** begin **

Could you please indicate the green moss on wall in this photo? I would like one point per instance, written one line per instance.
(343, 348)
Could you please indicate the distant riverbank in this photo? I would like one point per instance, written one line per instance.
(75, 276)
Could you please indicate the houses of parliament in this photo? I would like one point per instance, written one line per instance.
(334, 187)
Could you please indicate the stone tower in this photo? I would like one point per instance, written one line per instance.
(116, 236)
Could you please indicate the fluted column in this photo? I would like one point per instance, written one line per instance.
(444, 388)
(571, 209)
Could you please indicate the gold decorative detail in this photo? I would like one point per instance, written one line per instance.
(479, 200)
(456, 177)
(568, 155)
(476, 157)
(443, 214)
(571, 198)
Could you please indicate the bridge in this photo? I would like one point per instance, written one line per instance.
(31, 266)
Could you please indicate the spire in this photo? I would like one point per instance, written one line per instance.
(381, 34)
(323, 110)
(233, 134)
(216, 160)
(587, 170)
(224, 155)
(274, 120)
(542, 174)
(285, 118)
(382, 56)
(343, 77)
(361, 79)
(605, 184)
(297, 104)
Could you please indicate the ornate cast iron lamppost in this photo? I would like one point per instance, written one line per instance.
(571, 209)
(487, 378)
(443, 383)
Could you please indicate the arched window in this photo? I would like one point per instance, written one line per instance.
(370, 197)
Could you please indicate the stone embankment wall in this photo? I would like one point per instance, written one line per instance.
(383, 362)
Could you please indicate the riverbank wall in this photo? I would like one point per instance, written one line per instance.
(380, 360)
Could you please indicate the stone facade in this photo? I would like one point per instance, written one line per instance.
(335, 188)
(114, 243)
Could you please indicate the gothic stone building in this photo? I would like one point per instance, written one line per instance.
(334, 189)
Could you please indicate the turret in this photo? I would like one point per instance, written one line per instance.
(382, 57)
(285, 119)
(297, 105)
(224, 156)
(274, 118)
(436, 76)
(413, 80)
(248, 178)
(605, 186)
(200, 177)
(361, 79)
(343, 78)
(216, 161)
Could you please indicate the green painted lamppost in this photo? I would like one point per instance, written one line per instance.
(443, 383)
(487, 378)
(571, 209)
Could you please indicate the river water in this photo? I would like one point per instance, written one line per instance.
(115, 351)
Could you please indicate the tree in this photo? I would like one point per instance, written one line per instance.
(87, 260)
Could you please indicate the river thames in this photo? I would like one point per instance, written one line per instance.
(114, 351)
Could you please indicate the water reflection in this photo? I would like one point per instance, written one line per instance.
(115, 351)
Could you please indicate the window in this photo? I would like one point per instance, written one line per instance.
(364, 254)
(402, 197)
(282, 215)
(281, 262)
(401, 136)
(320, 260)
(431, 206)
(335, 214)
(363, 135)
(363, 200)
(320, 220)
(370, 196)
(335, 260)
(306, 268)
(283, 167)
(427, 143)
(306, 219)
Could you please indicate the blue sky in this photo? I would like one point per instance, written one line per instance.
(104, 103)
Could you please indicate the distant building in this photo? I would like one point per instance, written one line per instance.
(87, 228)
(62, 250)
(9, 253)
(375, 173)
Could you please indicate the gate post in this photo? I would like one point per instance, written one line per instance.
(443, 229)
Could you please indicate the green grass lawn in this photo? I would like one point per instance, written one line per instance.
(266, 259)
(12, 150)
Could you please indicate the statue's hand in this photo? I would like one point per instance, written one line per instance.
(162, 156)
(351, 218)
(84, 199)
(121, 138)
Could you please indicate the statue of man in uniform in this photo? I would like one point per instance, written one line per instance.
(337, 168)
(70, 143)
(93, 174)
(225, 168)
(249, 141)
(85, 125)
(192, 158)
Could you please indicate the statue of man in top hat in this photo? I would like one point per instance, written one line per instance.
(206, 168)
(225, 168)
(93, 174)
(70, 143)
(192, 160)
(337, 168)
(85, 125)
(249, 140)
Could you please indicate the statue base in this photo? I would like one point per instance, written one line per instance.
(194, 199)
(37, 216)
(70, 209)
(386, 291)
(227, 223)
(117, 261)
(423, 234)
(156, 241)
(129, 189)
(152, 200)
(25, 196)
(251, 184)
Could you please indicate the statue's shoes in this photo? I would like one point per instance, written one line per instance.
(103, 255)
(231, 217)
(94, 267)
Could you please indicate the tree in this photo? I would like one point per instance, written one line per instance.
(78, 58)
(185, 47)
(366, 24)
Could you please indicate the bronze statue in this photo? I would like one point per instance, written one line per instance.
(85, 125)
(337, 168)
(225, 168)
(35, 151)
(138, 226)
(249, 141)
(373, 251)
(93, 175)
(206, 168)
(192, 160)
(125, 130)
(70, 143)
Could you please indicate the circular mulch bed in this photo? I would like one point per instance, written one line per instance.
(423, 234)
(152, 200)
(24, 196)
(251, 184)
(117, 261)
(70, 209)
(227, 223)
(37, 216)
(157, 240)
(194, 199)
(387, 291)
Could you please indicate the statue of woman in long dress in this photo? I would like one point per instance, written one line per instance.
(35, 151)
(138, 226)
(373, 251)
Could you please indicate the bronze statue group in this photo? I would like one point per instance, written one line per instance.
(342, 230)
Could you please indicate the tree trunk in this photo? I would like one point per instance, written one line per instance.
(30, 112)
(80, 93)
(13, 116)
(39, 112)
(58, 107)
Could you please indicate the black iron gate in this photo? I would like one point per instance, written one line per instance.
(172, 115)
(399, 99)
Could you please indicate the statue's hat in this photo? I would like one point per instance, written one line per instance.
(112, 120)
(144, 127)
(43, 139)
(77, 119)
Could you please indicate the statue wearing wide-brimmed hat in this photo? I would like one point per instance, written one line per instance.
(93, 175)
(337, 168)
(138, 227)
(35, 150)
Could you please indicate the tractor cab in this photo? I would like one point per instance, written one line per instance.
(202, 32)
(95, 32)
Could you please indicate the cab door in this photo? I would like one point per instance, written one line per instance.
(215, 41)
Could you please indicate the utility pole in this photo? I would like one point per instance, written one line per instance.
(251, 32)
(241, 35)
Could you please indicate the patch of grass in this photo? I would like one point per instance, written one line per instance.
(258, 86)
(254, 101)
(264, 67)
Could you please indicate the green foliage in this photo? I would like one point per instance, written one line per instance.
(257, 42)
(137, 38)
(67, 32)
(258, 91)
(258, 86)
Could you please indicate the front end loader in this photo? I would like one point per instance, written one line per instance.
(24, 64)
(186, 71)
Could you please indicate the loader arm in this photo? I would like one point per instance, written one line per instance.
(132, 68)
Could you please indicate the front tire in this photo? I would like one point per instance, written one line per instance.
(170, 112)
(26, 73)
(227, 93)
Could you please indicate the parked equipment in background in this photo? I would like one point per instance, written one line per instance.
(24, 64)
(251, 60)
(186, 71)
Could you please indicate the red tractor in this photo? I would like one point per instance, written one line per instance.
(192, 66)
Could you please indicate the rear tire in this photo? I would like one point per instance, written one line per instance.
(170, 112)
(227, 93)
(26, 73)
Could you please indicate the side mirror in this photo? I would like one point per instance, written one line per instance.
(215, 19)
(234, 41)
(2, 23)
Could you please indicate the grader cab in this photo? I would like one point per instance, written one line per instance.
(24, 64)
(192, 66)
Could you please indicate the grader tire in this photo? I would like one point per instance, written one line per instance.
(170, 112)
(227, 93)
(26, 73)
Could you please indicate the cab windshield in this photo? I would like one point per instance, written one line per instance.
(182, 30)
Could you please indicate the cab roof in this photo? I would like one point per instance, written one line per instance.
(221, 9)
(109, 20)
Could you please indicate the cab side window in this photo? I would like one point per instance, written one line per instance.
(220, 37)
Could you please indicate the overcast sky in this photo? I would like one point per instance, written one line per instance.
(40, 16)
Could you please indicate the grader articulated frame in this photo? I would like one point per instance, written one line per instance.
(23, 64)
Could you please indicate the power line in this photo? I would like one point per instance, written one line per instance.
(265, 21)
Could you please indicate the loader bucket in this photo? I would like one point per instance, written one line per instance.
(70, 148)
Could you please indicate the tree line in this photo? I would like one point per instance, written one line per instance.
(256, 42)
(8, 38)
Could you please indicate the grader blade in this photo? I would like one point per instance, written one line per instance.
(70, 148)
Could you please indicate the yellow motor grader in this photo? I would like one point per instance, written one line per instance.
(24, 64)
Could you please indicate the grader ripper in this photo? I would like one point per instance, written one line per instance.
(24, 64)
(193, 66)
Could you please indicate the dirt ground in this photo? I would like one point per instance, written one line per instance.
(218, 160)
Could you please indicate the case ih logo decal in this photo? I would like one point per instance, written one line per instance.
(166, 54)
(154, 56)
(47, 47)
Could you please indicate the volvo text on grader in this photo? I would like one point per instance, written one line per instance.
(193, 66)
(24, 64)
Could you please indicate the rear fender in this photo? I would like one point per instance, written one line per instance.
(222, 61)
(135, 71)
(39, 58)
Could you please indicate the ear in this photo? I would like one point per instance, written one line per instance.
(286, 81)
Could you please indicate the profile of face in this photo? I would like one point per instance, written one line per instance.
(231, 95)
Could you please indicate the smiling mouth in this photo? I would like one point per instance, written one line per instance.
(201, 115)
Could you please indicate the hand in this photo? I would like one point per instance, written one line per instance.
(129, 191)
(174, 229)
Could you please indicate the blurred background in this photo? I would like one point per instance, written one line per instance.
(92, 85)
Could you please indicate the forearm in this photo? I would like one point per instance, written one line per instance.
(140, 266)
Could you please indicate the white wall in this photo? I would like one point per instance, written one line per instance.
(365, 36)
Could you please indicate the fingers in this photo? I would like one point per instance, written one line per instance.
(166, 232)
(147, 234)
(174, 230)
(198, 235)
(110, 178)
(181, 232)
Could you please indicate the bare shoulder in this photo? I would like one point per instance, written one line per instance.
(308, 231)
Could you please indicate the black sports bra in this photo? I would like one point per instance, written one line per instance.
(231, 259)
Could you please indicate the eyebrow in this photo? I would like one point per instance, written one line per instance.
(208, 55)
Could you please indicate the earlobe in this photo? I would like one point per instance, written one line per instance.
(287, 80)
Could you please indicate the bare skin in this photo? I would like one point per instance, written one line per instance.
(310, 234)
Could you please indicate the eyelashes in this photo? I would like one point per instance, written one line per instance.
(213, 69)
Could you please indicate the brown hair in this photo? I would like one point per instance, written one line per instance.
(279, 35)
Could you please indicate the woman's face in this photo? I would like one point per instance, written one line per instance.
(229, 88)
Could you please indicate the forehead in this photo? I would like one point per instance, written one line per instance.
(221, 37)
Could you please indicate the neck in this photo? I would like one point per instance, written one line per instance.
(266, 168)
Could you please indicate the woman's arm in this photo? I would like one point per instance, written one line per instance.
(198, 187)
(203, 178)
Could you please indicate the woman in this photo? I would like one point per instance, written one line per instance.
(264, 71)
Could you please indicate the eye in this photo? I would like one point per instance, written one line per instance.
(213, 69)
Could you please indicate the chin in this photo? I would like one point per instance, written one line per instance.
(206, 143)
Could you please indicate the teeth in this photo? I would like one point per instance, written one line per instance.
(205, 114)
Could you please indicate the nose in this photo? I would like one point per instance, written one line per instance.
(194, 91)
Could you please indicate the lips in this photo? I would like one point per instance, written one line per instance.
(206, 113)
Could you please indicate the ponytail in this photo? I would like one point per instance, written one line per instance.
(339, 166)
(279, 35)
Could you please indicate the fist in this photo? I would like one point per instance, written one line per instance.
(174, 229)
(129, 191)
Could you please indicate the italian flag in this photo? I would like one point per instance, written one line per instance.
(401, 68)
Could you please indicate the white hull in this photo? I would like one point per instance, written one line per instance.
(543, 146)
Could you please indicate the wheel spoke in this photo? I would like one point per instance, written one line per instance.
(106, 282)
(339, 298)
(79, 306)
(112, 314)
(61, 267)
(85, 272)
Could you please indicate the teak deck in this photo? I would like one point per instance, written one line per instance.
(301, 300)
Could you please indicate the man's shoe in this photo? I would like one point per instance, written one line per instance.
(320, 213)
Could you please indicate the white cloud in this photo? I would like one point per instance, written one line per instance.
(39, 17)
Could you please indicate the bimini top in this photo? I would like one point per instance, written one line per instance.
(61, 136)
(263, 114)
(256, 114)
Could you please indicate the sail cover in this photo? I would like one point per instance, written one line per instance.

** end **

-- Task brief --
Lines from the one containing "Could you please indicate the eye in" through the final line are to be given again verbatim, with nothing before or after.

-- Final result --
Could you please indicate the eye in this photo? I would like one point per instance, written one line per instance.
(213, 69)
Could you please indicate the chin in this photo? I would like one point per instance, written one line per instance.
(206, 143)
Could you please indicate the teeth in this photo? I would like one point per instance, written one line per instance.
(205, 114)
Could you please indicate the nose in this photo? I would like one point per instance, written one line per instance.
(194, 91)
Could you please indicate the lips in this photo? I would like one point per instance, written one line per instance.
(206, 113)
Could you please indicate the ponytail in this photo? I would like one point per instance, written one line per instance.
(339, 166)
(279, 35)
Could you please indicate the fist in this photo? I would like one point per instance, written one line per instance.
(174, 229)
(129, 191)
Could you please indicate the italian flag in this photo? I would like one point per instance, written one line per instance.
(401, 68)
Could you please indicate the white hull in this photo? I would like one point per instance, written one line per instance.
(543, 146)
Could you please indicate the wheel spoke in this photo? I would like one point per instance, written one line per instance.
(106, 282)
(339, 298)
(79, 306)
(112, 314)
(61, 267)
(85, 272)
Could you please indicate the teak deck in this photo? I would like one point per instance, written one line per instance.
(301, 300)
Could you please indicate the man's shoe in this photo? I would like one point per instance, written one line per instance.
(320, 213)
Could you please indicate the white cloud in this photo? I would like one point per instance, written one line per instance.
(39, 17)
Could you please indicate the bimini top in this photo? I would like one point per instance, written one line per instance.
(61, 136)
(263, 114)
(256, 114)
Could you please indicate the sail cover in this photo? I would like one point per instance, written one line per instance.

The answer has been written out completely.